It is actually quite impressive.
 

I think if you take a step back and take a broader look at it, you will see there is a degree of religiosity to it.
Just like if we could only see, we would see the chilling effect on creativity?

For someone who keeps complaining about being painted with a broad brush, you've certainly managed to frame the conversation in interesting ways. People are "academic", not just every day people. Despite zero actual evidence, there is a chilling effect among creatives. Now we're delving into Satanic Panic territory with vague claims of religiosity. Oh, we're too fixated on historical accuracy, but, also not aware enough of history. This problem is only in the past ten years or so, but, has also existed for decades.

This is just hillarious.
 

I'm perfectly fine excluding some people from the media landscape. Do you know how many video games there are, that the only thing I know about them is that the main character is a woman who is "too ugly" and that the "gamer" in question feels personally offended that there isn't someone boobily breasting about their screen while they play?

Did you know there was a "Critic" just a few weeks ago who was raging about Lois Lane in the new Superman movie because she wasn't pretty enough.... like the AI altered image of a former female lead that they compared her to?

New Spider-Man series is out, lot of "critics" declaring it full of racial swaps (they made the Osborne's black and that is about it) and that all the women are really Trans. Evidence? Well, the one woman is taller than the guy, so CLEARLY she's not a real woman in their eyes. Because she is tall.

[Lines of data]
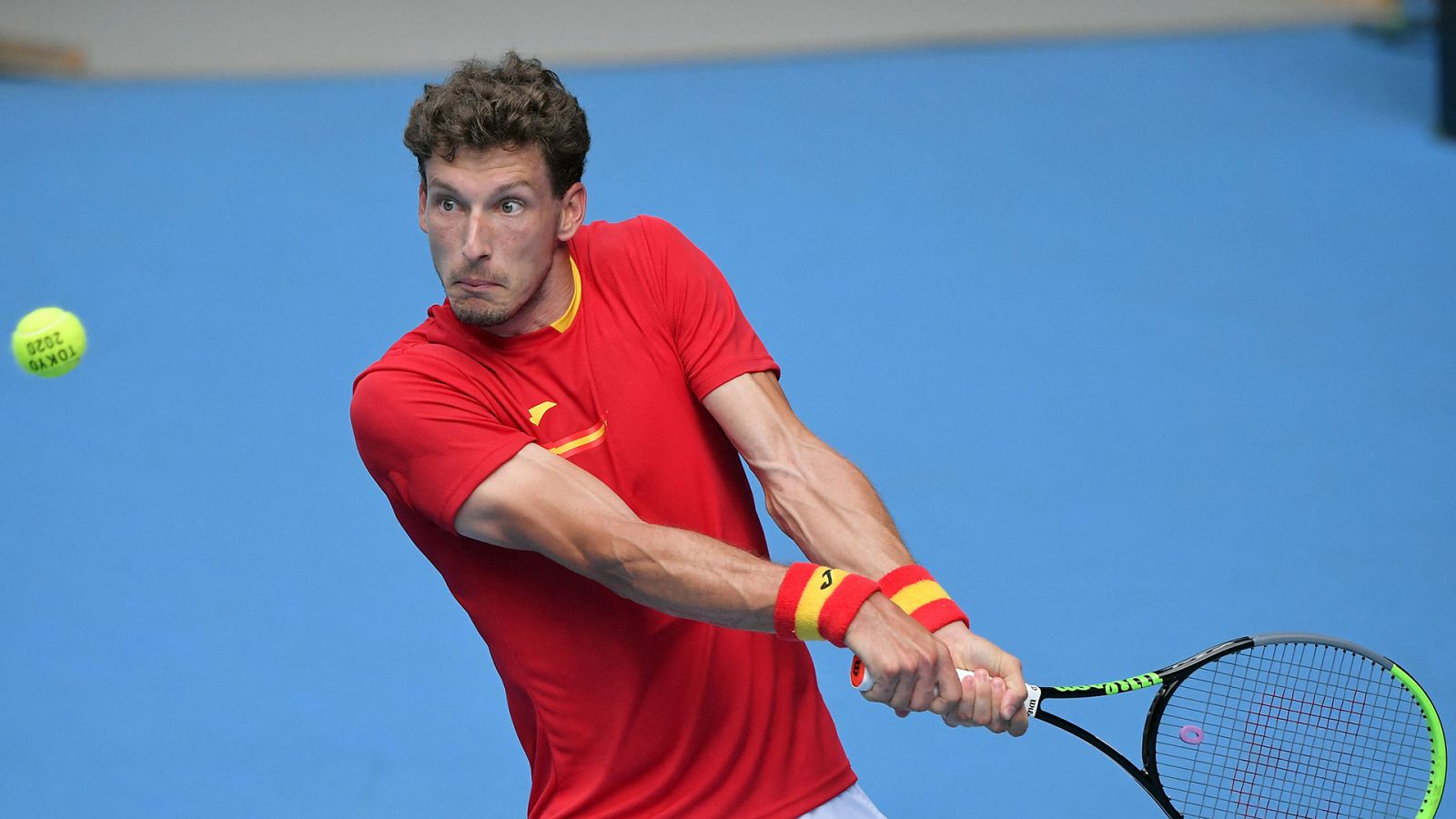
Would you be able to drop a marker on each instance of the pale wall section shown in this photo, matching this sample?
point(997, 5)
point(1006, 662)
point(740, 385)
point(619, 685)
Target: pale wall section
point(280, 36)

(WHAT TO DO):
1. Answer these questions using the text about media critics:
(a) How long does the text say the problem has existed, in the first of the two claims it quotes?
(b) Who does the text say was made black in the new Spider-Man series?
(c) Why was the "Critic" raging about Lois Lane in the new Superman movie?
2. Repeat word for word the part of the text about media critics starting at "For someone who" and ending at "is just hillarious.".
These entries come from a separate source.

(SOLUTIONS PER TASK):
1.
(a) Only in the past ten years or so.
(b) The Osbornes.
(c) Because she wasn't pretty enough.

2.
For someone who keeps complaining about being painted with a broad brush, you've certainly managed to frame the conversation in interesting ways. People are "academic", not just every day people. Despite zero actual evidence, there is a chilling effect among creatives. Now we're delving into Satanic Panic territory with vague claims of religiosity. Oh, we're too fixated on historical accuracy, but, also not aware enough of history. This problem is only in the past ten years or so, but, has also existed for decades.

This is just hillarious.